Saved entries
□ □ □ □ □ □ □

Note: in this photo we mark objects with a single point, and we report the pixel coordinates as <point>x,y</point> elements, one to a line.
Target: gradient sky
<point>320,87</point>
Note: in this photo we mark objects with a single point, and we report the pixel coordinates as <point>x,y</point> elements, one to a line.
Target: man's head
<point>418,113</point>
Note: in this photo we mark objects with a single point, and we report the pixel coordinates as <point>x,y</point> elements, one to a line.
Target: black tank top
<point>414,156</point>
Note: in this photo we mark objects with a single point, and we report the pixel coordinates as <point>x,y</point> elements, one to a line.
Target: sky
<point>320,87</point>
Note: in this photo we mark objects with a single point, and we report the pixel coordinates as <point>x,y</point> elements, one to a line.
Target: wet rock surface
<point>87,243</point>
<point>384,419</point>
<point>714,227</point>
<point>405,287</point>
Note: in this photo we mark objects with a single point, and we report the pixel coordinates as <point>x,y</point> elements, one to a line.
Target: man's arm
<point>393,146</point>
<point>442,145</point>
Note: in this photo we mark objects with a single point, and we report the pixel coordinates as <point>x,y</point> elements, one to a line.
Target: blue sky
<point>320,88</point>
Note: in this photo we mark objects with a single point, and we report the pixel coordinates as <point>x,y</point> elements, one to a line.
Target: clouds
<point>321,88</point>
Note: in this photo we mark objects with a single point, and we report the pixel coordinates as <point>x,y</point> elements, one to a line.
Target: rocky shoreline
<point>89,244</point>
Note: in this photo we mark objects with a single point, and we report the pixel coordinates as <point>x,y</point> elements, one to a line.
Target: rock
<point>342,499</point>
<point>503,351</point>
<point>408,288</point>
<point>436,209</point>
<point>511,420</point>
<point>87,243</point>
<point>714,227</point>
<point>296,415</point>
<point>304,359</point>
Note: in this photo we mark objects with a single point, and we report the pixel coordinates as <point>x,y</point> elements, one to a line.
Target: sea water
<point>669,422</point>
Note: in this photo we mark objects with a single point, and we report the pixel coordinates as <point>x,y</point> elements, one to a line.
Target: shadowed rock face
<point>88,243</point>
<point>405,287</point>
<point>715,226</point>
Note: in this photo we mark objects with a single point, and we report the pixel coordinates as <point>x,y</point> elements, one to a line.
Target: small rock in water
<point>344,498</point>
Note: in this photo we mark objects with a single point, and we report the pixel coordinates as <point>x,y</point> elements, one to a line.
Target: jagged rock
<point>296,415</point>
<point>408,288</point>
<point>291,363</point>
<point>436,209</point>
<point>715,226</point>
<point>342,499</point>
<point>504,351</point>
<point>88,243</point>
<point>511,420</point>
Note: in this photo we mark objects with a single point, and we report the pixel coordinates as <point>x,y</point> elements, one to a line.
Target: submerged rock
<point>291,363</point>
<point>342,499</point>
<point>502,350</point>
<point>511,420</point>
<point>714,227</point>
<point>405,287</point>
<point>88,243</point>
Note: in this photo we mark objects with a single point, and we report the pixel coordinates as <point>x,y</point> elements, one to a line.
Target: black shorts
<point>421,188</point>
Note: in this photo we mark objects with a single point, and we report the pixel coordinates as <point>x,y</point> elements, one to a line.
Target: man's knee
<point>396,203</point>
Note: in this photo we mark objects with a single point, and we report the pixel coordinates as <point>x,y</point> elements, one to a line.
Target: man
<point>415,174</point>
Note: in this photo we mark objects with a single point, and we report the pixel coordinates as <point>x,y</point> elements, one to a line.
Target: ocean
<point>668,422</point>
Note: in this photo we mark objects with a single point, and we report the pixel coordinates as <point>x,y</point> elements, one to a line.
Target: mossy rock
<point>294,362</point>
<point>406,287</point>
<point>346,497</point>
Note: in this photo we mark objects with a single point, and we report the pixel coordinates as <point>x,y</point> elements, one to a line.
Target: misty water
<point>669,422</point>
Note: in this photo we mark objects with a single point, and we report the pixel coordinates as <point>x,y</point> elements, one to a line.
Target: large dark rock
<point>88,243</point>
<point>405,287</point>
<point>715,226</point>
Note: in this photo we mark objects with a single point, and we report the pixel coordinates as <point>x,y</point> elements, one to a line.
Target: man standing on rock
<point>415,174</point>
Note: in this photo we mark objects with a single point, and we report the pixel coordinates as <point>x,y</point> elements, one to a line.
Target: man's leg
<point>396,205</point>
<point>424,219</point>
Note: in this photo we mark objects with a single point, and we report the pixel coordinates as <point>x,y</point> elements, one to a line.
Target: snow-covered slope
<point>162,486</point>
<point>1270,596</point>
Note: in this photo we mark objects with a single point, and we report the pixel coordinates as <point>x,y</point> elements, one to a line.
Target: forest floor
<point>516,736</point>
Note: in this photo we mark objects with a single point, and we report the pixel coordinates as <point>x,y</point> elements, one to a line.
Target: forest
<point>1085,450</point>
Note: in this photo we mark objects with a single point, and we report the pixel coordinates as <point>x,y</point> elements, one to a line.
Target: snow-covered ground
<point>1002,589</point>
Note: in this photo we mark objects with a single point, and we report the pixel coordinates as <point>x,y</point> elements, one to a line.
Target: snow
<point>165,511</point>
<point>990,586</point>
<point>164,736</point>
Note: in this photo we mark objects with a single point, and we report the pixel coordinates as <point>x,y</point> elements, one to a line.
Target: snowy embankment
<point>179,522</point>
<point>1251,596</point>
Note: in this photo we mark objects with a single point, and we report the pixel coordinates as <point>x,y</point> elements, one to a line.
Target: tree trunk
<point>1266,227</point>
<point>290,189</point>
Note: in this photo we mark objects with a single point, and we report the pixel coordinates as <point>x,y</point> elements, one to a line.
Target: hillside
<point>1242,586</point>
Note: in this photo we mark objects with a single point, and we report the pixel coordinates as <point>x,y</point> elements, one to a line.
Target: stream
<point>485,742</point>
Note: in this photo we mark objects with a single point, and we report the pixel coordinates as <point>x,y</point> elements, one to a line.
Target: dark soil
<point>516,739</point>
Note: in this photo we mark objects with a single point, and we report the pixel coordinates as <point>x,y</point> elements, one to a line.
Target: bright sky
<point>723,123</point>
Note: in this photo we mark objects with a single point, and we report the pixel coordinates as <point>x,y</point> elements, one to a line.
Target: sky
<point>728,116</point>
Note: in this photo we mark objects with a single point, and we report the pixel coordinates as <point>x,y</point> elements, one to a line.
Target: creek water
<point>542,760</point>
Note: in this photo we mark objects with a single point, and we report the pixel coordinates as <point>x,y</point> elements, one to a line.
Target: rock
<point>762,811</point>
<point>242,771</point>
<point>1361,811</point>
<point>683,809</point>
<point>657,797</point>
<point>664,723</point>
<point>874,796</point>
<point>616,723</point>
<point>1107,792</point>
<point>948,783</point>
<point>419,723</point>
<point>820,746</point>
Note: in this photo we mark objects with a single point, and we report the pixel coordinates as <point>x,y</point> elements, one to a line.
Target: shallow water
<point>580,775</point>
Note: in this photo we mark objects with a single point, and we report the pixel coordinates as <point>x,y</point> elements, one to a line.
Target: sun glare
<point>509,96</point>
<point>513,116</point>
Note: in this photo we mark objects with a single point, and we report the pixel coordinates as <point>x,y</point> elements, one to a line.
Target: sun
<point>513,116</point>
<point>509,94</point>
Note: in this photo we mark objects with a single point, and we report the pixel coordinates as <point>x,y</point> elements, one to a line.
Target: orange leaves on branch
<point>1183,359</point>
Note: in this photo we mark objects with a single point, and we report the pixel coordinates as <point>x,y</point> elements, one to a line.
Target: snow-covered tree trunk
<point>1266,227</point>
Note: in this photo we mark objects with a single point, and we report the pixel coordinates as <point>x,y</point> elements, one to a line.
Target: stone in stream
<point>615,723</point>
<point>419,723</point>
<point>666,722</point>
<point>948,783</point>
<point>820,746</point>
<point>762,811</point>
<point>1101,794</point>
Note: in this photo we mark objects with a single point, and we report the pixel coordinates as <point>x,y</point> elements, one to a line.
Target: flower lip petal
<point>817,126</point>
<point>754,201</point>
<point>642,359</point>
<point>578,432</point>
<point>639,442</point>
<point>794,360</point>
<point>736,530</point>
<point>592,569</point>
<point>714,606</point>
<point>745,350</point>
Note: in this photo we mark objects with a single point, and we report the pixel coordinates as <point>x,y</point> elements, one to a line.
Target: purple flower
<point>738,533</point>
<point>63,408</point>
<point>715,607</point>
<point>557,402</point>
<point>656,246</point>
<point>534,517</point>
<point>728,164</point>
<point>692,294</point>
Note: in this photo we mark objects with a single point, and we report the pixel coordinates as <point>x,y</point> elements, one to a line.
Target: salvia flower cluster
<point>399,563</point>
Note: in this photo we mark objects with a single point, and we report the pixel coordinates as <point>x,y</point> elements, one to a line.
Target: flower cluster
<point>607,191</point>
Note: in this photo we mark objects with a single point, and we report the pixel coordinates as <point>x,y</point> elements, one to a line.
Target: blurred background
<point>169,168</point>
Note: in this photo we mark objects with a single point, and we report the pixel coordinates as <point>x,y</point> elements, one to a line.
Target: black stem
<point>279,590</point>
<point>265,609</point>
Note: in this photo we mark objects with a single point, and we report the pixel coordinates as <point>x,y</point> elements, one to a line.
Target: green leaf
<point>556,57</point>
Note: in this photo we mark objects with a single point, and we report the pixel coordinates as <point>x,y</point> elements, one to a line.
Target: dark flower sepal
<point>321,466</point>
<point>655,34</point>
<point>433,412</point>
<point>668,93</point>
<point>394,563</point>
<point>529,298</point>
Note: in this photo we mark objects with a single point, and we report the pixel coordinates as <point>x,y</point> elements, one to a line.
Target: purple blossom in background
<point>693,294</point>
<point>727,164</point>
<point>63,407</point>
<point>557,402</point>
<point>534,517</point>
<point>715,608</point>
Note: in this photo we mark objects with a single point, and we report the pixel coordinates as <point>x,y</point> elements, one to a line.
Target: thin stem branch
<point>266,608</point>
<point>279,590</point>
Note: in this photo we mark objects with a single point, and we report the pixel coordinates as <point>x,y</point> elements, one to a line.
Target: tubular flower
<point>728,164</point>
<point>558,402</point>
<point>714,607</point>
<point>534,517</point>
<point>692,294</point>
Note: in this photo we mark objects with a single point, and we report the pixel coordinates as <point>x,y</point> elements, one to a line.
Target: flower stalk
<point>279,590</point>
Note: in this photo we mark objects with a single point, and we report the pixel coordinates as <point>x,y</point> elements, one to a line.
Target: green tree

□ □ □ □ □ □ □

Given task:
Count the lines in the records above that contain the word "cluster", and reply with that number alone.

The completed task:
2